* Problem requirements: Check every line of the data below for "woman". Copy each one that has it.

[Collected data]
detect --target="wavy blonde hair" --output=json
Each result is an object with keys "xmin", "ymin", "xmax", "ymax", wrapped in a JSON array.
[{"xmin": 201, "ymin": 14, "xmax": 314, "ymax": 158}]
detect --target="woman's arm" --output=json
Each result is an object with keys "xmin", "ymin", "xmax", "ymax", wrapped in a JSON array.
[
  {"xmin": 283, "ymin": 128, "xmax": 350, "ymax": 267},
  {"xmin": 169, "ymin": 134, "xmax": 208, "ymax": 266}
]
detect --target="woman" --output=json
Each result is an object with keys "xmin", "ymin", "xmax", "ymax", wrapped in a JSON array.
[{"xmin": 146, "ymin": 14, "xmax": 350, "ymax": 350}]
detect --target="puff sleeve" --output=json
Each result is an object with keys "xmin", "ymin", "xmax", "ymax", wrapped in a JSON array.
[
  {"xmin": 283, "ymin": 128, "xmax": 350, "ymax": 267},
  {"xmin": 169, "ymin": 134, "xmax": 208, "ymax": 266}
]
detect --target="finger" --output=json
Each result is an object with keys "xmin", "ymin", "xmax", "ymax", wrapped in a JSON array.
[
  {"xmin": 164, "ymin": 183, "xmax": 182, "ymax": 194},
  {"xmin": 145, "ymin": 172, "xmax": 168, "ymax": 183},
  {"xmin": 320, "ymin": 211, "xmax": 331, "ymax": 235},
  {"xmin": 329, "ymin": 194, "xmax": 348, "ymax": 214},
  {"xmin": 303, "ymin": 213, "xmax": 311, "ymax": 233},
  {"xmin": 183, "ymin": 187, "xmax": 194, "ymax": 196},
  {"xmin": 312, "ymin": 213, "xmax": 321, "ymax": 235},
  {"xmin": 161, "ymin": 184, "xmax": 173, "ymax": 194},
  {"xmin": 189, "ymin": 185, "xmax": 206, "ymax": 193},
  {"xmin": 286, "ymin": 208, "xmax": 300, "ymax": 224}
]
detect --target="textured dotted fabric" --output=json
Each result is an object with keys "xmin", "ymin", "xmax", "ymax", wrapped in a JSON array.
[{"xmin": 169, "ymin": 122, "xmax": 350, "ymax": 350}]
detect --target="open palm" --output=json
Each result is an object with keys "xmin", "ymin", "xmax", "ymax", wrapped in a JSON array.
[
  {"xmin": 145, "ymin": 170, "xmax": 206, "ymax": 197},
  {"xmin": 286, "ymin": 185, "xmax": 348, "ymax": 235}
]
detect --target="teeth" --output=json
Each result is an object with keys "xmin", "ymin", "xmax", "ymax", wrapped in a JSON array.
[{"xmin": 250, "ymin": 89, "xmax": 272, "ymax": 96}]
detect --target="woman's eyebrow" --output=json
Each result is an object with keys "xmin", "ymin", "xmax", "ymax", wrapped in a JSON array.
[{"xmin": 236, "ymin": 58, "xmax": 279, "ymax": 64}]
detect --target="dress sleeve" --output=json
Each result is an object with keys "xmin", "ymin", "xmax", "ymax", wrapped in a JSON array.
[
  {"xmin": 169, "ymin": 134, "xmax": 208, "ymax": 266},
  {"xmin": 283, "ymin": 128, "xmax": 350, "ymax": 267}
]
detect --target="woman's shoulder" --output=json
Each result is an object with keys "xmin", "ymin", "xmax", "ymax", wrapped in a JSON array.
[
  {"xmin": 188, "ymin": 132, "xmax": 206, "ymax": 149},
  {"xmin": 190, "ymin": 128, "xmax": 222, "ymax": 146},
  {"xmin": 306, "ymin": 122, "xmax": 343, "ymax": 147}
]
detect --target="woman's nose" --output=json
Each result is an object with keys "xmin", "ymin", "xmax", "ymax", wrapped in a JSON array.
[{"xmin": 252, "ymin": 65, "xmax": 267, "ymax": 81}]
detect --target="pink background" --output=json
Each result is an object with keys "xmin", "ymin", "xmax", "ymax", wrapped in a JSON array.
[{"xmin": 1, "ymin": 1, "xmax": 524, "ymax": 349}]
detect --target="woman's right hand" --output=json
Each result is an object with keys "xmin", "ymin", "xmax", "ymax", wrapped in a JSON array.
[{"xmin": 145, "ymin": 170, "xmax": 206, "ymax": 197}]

* Worked solution:
detect --target="woman's arm" --output=json
detect --target="woman" --output=json
detect --target="woman's eyebrow" --output=json
detect --target="woman's shoulder" --output=json
detect --target="woman's nose" --output=json
detect --target="woman's right hand" --output=json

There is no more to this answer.